» Task set:
a) From the text on Fripp's views of musical practice and teaching, list the four figures named at the start of its opening lines.
b) Carry on the text on Fripp's views of musical practice and teaching, starting right after its final sentence.
[START OF Document extract]
The apprentice practices the craft of craft.
The craftsman practices the art of craft.
The master practices the craft of art.
The genius is artless.
         In connection with practice, Fripp discusses the different functions of attention, the inseparability of the practice of music from the rest of the musician's life, the requirements of a bona fide way of craft, and the benefits of efficient practice habits. The guitarist's left hand and right hand are examined in detail, and a list of seven primary and seven secondary exercises is offered. Fripp offers interesting insights into a number of topics relevant to any practicing musician: vocabulary, repertoire, speed, time, accuracy, facility, economy of effort, relaxation, tone, presence, persistence, stamina, endurance, commitment, attention, divided attention, and memory.

         Finally, the role of the teacher is considered. "The first thing a teacher learns," writes Fripp, "is the impossibility of teaching." In a nutshell, Fripp's philosophy of teaching puts the emphasis on the objective existence of craft itself, which the teacher has learned through practice and suffering and which he or she hopes to convey to the student. A successful teacher-student relationship hinges on both teacher and student getting themselves (their egos) out of the way as much as possible, and willingly adopting archetypal roles:

The role of the teacher is one of acceptance. The aspiring apprentice embodies the quality of affirmation: I seek music, help me ... The teacher is mother to the craft, and its emergence in the world; the apprentice, perhaps strangely, is father. Each play a role so that a pattern may unfold, and this unfolding pattern is part of a creative act: teacher and student are parents to their craft. The child is a craftsmanship which gives body to the craft itself. The craftsman learns that this is a child which has chosen its parents.
         Some of Fripp's observations concerning the teacher-student relationship seem to be autobiographical, reflecting his experience in Guitar Craft: "The apprentice, at first, sees the teacher as an Ideal Being, probably perfect." At some point, the student experiences disillusionment, casts the Ideal Being down from the pedestal, and finds in its place "the Imperfect Being, a hypocrite mouthing profound notions, making bold claims and failing in their life, thought and feelings to match any of them. The teacher is released from the humiliation of perfection to the humiliation of imperfection. The alert student, seeing the teacher as an apprentice-teacher, sees an apprentice, the same as them, with the same struggle, and then a deeper relationship is possible."
[END OF Document extract]
[START OF Dataset]
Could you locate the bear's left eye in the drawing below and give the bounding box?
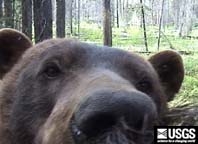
[43,64,61,78]
[136,80,152,92]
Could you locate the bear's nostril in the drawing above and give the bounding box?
[79,113,116,137]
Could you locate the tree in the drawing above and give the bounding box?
[116,0,120,28]
[56,0,65,37]
[69,0,74,35]
[157,0,164,51]
[4,0,14,28]
[78,0,80,38]
[103,0,112,46]
[0,0,3,18]
[22,0,32,39]
[33,0,52,43]
[140,0,148,51]
[0,0,3,28]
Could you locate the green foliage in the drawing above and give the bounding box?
[170,53,198,106]
[68,23,198,106]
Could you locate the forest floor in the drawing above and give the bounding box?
[68,23,198,107]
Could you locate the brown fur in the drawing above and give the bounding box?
[0,29,184,144]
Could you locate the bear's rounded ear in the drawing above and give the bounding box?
[0,28,32,79]
[149,50,184,101]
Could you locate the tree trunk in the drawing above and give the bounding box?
[4,0,14,28]
[140,0,148,51]
[103,0,112,46]
[22,0,32,39]
[56,0,65,37]
[33,0,52,43]
[157,0,164,51]
[0,0,3,28]
[116,0,120,28]
[78,0,80,38]
[70,0,73,35]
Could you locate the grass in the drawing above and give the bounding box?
[67,23,198,106]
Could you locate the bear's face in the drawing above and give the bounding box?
[0,28,184,144]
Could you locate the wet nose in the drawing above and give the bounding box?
[75,91,157,137]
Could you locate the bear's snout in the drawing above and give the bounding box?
[74,90,157,138]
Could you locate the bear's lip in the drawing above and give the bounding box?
[70,120,154,144]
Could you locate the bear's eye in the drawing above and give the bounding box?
[136,80,152,92]
[43,64,61,78]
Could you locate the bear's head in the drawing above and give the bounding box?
[0,30,184,144]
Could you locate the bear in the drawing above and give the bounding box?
[0,29,184,144]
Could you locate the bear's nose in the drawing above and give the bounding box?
[75,91,157,137]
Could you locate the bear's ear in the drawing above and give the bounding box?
[149,50,184,101]
[0,28,32,79]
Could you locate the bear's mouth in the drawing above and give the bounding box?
[71,120,154,144]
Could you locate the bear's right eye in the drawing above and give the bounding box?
[43,64,61,79]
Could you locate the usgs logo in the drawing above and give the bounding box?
[154,126,198,144]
[END OF Dataset]
» Task results:
a) apprentice, craftsman, master, genius

b)
         The third monograph is the poster-sized sheet of Aphorisms, laid out neatly in alphabetical order and suitable for framing - or at least taping up on the refrigerator. If the musical repertoire of Guitar Craft is its Psalms and the first two monographs its Pentateuch, then the Aphorisms are its Proverbs. Some of the "Aphorisms" first appeared in other Fripp interviews or articles; others appeared new to me when the poster was first published in late 1988. The Aphorisms bear some surface similarity to Brian Eno's I Ching-like deck of oracle cards, the Oblique Strategies; but overall they are more declamatory, didactic, and ethical in tone than Eno's poetically elliptical tidbits. And in some ways they recall the down-to-earth, commonsense humor of the likes of Benjamin Franklin's Poor Richard's Almanac - "Early to bed, and early to rise, makes a man healthy and wealthy and wise."

         Some of Fripp's words of wisdom have in fact a financial slant: "You'll never get rich by hard work; but, you'll never get rich without it"; "The musician is as rich as the music they give away"; "Greed is a poor composer"; "Intentional poverty is fine. Unintentional poverty is wretched." Some have to do with spiritual etiquette: "Act with courtesy / Otherwise, be polite / But always be kind"; "Suffer cheerfully"; "Suffering of quality is never apparent to others"; "A mistake is always forgivable, rarely excusable and never acceptable."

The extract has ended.